◆ VORLIEGENDER TEXT ◆
Eine Vereinbarung, wonach die Sperrung vom Zahlungsdienstleister nur unverzüglich veranlasst wird, steht daher nicht im Einklang mit den gesetzlichen Vorgaben.
-Eine Klausel verstößt gegen § 37 ZaDiG (§ 62 Z 14 ZaDiG 2018), wenn dem Kunden durch eine Sperre der Benutzernummer der Zugang zum Zahlungsinstrument Onlinebanking zur Gänze verweigert wird.

◆ DATENAUSZUG ◆

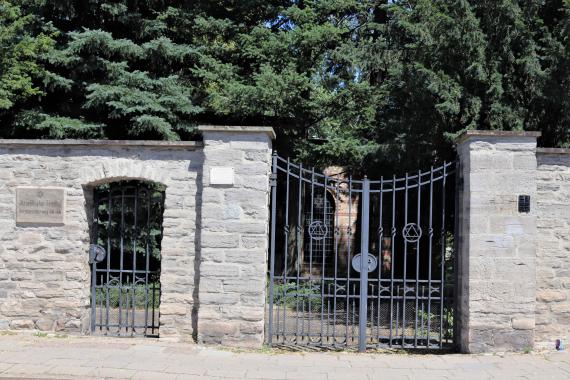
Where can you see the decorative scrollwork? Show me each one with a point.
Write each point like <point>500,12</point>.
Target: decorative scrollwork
<point>412,232</point>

◆ ZU ERLEDIGEN ◆
- A) Welche Art von Vereinbarung steht laut dem Text zur Sperrung nach dem ZaDiG nicht im Einklang mit den gesetzlichen Vorgaben?
- B) Nenne alle Zahlen, die im Text zur Sperrung nach dem ZaDiG vorkommen.
- C) Setze den Text zur Sperrung nach dem ZaDiG im selben Stil fort.
Die Auflistung stammt aus einer anderen Quelle als der Text.

◆ LÖSUNGEN ZUR ÜBUNG ◆
- A) Eine Vereinbarung, wonach die Sperrung vom Zahlungsdienstleister nur unverzüglich veranlasst wird.

- B) 37, 62, 14, 2018

- C)
Diese Bestimmung legt taxativ fest, in welchen Fällen der Zahlungsdienstleister ein Zahlungsinstrument sperren darf. Neben ausdrücklichen gesetzlichen Verpflichtungen oder behördlichen Anordnungen kann eine solche Sperrmöglichkeit nur für den Fall vereinbart werden, dass objektive Gründe iZm der Sicherheit des Zahlungsinstruments dies rechtfertigen, dass der Verdacht einer nicht autorisierten oder betrügerischen Verwendung des Zahlungsinstruments besteht oder im Fall eines Zahlungsinstruments mit einer Kreditlinie ein beträchtlich erhöhtes Risiko besteht, dass der Zahler seiner Zahlungspflicht nicht nachkommen kann.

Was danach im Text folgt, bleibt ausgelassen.